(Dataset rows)
BEGIN

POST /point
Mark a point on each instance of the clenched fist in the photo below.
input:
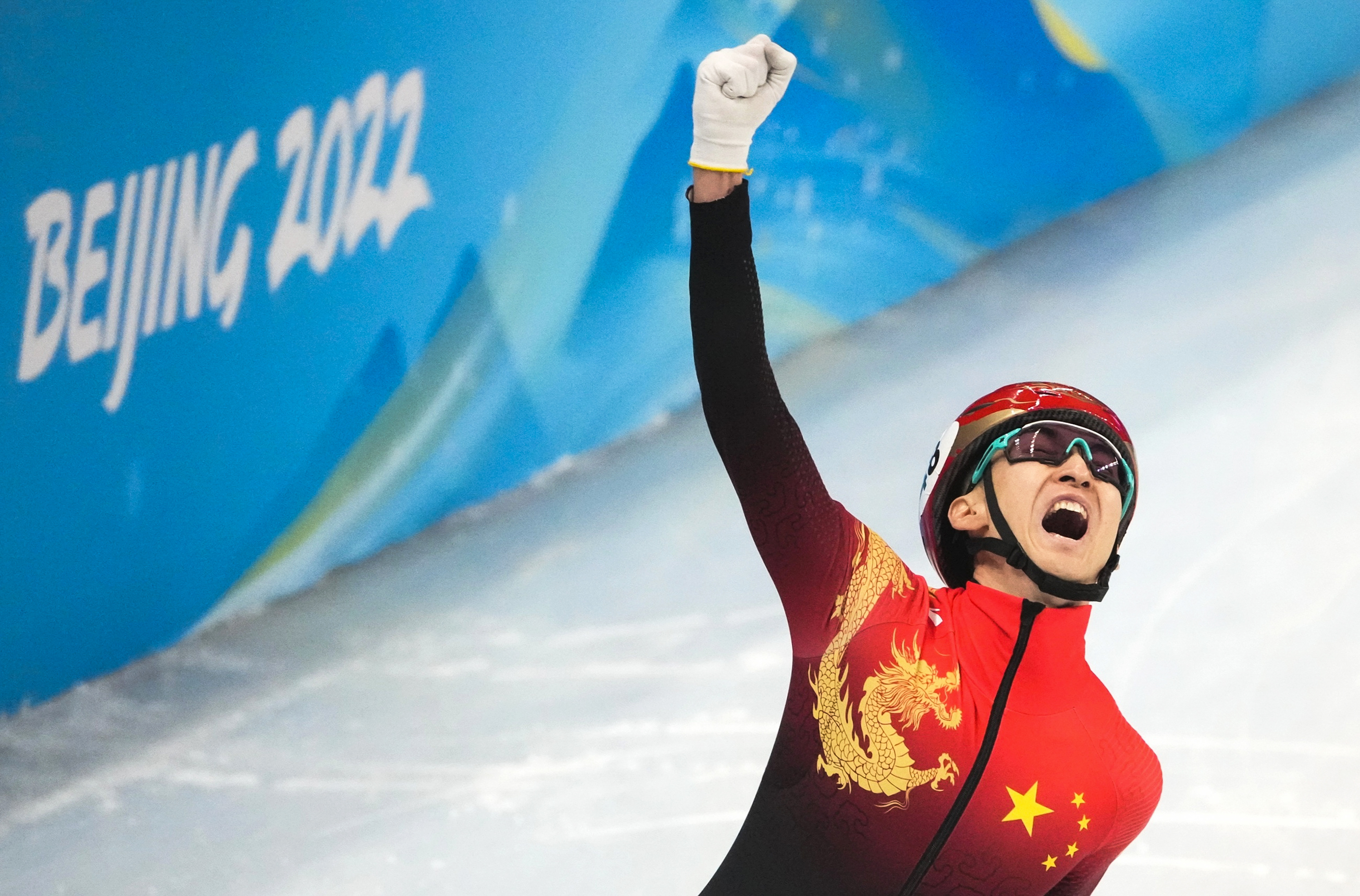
(733, 93)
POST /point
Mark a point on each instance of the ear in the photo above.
(969, 513)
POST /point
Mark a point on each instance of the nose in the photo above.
(1075, 471)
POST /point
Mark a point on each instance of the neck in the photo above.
(991, 570)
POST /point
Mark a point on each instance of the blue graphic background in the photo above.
(538, 306)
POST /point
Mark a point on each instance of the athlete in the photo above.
(935, 740)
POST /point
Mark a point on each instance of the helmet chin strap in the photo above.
(1010, 548)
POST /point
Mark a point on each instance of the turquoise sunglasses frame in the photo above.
(1001, 441)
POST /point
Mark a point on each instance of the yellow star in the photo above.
(1026, 807)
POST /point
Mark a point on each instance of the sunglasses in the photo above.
(1050, 442)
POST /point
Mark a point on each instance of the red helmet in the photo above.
(961, 449)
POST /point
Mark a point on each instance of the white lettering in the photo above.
(406, 192)
(132, 313)
(113, 306)
(151, 309)
(49, 268)
(370, 111)
(291, 238)
(336, 139)
(189, 245)
(83, 336)
(226, 286)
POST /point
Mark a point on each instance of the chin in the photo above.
(1071, 561)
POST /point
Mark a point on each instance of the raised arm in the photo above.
(797, 528)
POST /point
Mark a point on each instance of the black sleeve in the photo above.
(797, 528)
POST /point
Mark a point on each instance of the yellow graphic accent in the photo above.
(908, 688)
(1069, 41)
(1026, 807)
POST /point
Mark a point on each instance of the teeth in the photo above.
(1071, 505)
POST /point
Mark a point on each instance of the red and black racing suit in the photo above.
(893, 682)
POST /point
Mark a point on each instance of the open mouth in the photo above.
(1067, 518)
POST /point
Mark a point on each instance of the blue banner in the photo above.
(287, 283)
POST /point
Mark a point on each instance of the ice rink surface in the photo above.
(574, 688)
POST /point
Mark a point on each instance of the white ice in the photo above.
(574, 688)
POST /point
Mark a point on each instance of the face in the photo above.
(1065, 518)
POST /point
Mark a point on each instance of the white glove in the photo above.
(735, 90)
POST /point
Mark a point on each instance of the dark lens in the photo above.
(1049, 444)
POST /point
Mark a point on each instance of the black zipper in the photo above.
(1029, 611)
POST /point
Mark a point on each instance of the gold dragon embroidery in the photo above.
(908, 688)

END

Reproduce all the entries that precede this task, word for word, minus any pictures.

RESPONSE FOR THIS EXERCISE:
POST /point
Mark a point on each instance of the clenched fist in the photo below.
input:
(733, 93)
POST /point
Mark a point on each instance of the ear in the photo above.
(969, 513)
POST /point
Mark a point on each instance of the nose in the photo above.
(1075, 471)
POST /point
Mark a point on each instance of the neck in the photo above.
(991, 570)
POST /point
Mark a point on each instance of the blue graphic background in the photo above.
(538, 306)
POST /point
Mark a point on each instance of the athlete in the photo above.
(935, 740)
POST /point
Mark a point on each instance of the helmet chin strap in the photo above.
(1010, 548)
POST /point
Mark a point on each instance of the turquoise sunglasses frame in the photo above.
(1001, 441)
POST /point
Mark a point on each instance of the yellow star in the photo above.
(1026, 807)
POST /point
Mark a point on each instance of the sunglasses in the photo above.
(1050, 442)
POST /point
Mark a point on each instance of the red helmet in the photo above.
(961, 449)
POST /point
Mark a point on each instance of the white lettering in the photo above.
(406, 192)
(132, 313)
(113, 306)
(151, 309)
(49, 268)
(370, 111)
(291, 238)
(336, 139)
(189, 245)
(83, 336)
(226, 286)
POST /point
Mark a point on each instance of the chin in the photo above.
(1071, 561)
POST /point
Mark a point on each instance of the raised arm in the photo above.
(797, 528)
POST /point
Mark a point on each instance of the black sleeve in the photo above.
(797, 528)
POST /point
Mark a point on each instance of the yellow graphic accent in the photo above.
(908, 688)
(1069, 41)
(1026, 807)
POST /point
Mark a point on each instance of the teeth in the photo above.
(1071, 505)
POST /point
Mark a point on each instance of the red and black racing suit in the photo above.
(893, 682)
POST /point
Mark a point on each instance of the open mouth in the photo above.
(1067, 518)
POST /point
Mark a point on each instance of the blue banner in the photo above.
(287, 283)
POST /point
Mark a point on each instance of the ice rink surface in the photo above.
(574, 688)
POST /point
Mark a point on each instance of the white ice in the photo above.
(574, 688)
POST /point
Mark a point on each instance of the face in the photo above.
(1065, 518)
POST /point
Mark a point on each instance of the white glove in the photo above.
(735, 90)
POST /point
Mark a point on each instance of the dark lens in the photo above.
(1049, 444)
POST /point
Mark a point on each instance of the black zipper in the photo above.
(1029, 611)
POST /point
Mark a point on each instance of the gold dragon embroidery in the photo above.
(908, 688)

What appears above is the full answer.